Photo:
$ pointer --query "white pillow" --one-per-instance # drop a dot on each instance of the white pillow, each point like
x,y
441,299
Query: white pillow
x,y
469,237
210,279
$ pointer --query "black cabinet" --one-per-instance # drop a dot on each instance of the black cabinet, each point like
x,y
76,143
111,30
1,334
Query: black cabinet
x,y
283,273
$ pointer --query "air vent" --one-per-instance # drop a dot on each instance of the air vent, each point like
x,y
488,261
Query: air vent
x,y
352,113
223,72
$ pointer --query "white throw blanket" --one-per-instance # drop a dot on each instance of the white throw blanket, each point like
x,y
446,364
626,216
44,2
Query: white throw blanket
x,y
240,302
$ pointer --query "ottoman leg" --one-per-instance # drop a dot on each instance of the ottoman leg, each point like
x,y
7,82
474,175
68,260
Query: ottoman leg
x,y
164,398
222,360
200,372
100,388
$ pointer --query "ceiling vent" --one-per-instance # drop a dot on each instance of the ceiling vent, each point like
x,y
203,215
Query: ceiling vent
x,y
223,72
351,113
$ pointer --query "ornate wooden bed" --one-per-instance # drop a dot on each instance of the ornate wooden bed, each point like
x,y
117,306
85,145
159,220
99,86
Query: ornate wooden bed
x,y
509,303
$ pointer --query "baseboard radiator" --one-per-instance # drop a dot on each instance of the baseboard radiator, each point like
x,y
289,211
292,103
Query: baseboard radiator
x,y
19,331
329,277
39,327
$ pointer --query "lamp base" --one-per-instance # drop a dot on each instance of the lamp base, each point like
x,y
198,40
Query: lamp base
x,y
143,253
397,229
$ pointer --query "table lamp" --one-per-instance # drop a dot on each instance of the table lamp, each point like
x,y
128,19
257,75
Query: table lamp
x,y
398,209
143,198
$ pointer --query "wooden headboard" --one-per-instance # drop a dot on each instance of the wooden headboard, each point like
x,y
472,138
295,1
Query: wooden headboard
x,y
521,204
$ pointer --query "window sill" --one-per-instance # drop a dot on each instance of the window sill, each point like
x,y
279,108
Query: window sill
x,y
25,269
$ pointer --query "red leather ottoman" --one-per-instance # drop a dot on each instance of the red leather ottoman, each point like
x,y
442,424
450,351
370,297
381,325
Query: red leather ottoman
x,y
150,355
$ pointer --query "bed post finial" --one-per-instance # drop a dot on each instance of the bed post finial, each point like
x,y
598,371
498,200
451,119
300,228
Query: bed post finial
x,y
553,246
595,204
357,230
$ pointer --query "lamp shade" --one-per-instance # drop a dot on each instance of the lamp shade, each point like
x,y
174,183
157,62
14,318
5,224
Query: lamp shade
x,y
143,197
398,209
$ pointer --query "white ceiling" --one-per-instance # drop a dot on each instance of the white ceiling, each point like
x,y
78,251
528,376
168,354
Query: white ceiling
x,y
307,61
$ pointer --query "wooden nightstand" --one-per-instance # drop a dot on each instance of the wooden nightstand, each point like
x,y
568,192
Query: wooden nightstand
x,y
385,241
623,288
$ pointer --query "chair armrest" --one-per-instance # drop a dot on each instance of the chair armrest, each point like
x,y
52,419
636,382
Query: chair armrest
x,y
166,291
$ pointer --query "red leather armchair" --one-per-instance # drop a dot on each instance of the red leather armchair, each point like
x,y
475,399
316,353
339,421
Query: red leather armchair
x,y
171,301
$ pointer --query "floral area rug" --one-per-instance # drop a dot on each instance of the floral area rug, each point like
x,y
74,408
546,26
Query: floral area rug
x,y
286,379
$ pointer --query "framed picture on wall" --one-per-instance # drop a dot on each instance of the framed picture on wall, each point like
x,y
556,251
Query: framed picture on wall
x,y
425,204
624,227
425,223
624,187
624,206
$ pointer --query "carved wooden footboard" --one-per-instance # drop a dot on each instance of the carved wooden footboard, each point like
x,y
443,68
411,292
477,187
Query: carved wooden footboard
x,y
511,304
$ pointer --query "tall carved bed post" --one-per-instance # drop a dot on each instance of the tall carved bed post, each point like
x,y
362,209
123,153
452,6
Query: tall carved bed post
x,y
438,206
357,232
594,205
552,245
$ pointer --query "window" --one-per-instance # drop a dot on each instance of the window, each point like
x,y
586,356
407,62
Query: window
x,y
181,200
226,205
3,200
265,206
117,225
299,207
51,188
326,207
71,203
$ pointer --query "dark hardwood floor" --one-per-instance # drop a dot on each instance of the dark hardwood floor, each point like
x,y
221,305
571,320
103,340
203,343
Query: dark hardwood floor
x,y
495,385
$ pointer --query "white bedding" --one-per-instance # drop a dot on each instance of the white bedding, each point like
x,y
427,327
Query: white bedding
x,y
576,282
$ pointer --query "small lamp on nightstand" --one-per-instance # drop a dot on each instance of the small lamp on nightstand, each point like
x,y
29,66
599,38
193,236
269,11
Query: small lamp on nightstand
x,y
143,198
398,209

§ **GOAL**: Give all the records above again, switching "drop a dot" to "place a point" wherever it appears and leaving everything else the same.

§ **SOLUTION TO THIS EXERCISE**:
Photo:
$ pointer --query "white pillow" --one-per-instance # place a point on each instance of the white pillow, each point like
x,y
441,299
Query: white pillow
x,y
469,237
210,279
$ pointer --query "black cabinet" --one-per-instance # place a point on each instance of the black cabinet, each point like
x,y
76,143
111,30
1,334
Query: black cabinet
x,y
283,273
$ pointer --query "air vent" --one-per-instance # place a point on each instance of the air vent, each point like
x,y
488,261
Query: air vent
x,y
352,113
223,72
$ pointer --query "white throw blanket" --one-per-instance # place a point on each instance of the white throw blanket, each point like
x,y
446,364
626,216
44,2
Query: white throw blanket
x,y
240,302
$ pointer --query "ottoman leg" --one-per-instance # place a point on each instance of the ottoman leg, each point like
x,y
7,82
474,175
68,260
Query: ottoman leg
x,y
164,398
222,360
200,372
100,388
$ pointer --query "ceiling vent" --one-per-instance # place a point on each instance of the ceiling vent, each point like
x,y
203,215
Query: ceiling vent
x,y
223,72
351,113
$ pointer --query "ornate wooden bed" --one-per-instance # place a point on each instance of the ornate wooden bed, each point like
x,y
117,306
85,145
159,220
99,86
Query: ornate wooden bed
x,y
509,303
$ pointer --query "baseboard radiator" --one-per-instance # place a point on each instance of the baseboard radiator, each point like
x,y
289,211
292,103
Query: baseboard radiator
x,y
19,331
329,277
39,327
$ pointer --query "lamp base" --one-per-instance # place a point on each instance of the lamp base, each point like
x,y
198,40
Query: lamp base
x,y
143,253
397,229
$ pointer --query "table lamp" --one-per-instance # place a point on each instance of the table lamp, each point like
x,y
128,19
257,75
Query: table lamp
x,y
398,209
143,198
$ pointer --query "wooden headboard" --one-per-instance # place a point on each instance of the wooden headboard, each point like
x,y
472,138
295,1
Query: wooden headboard
x,y
521,204
$ pointer --query "window sill" --one-per-instance # place a point on each instance of the window sill, each point like
x,y
279,108
Query: window sill
x,y
25,269
$ pointer --query "red leather ottoman" --one-per-instance # place a point on each instance of the red leather ottoman, each point like
x,y
442,424
450,351
370,297
381,325
Query: red leather ottoman
x,y
150,355
$ pointer --query "bed post finial" --one-per-instance # place a point on each instance of the bed post finial, each point like
x,y
598,371
498,200
451,119
300,228
Query: bed post finial
x,y
553,246
595,204
357,230
$ pointer --query "lamp shade" --one-per-instance # place a point on each instance of the lamp shade, each point like
x,y
174,183
157,62
14,318
5,224
Query: lamp shade
x,y
143,197
398,209
$ pointer --query "white ceiling" --one-per-instance # place a point on each instance of the white ceiling, each point like
x,y
78,251
528,376
168,354
Query: white ceiling
x,y
307,61
$ pointer --query "wooden nightstand" --one-per-instance # place a point on each instance of the wooden nightstand, each point like
x,y
568,192
Query: wooden nightstand
x,y
385,241
623,288
$ pointer --query "chair armrest" --one-per-instance # place a point on each instance of the chair armrest, each point like
x,y
52,419
636,382
Query: chair armrest
x,y
166,291
$ pointer --query "red leather armchair" --one-per-instance # place a point on each instance of the red leather armchair, each point like
x,y
475,399
316,353
339,421
Query: red leather armchair
x,y
171,301
$ pointer --query "floral area rug" --one-per-instance # place a point on each instance of the floral area rug, each point like
x,y
74,408
546,26
Query: floral area rug
x,y
286,379
$ pointer --query "framed picture on wall" --one-per-instance # place a point on each instance of the framed picture on wall, each point like
x,y
556,251
Query: framed picture on wall
x,y
425,204
624,227
425,223
624,187
624,206
$ pointer --query "carved wooden footboard" --one-per-instance # place a point on each instance of the carved wooden footboard, each point like
x,y
443,68
411,292
477,187
Query: carved wooden footboard
x,y
511,304
$ pointer --query "tall carved bed post" --one-per-instance # place a point on each instance of the tall carved bed post, each point like
x,y
362,209
123,153
452,6
Query: tall carved bed post
x,y
438,206
357,232
594,205
552,245
$ pointer --query "window" --one-per-instance # place a point on each instance of the window, each point like
x,y
586,356
407,62
Query: window
x,y
181,200
226,205
3,200
265,206
117,225
299,207
51,188
326,207
71,203
$ pointer --query "dark hardwood floor" --one-per-instance # place a point on each instance of the dark hardwood floor, each point like
x,y
221,305
571,320
103,340
203,343
Query: dark hardwood floor
x,y
495,385
$ pointer --query "white bedding" --one-per-instance # place a point on each instance of the white bedding, each point like
x,y
427,327
Query: white bedding
x,y
576,282
$ pointer --query "small lamp on nightstand" --one-per-instance # place a point on each instance of the small lamp on nightstand, each point like
x,y
29,66
599,38
193,236
269,11
Query: small lamp on nightstand
x,y
143,198
398,209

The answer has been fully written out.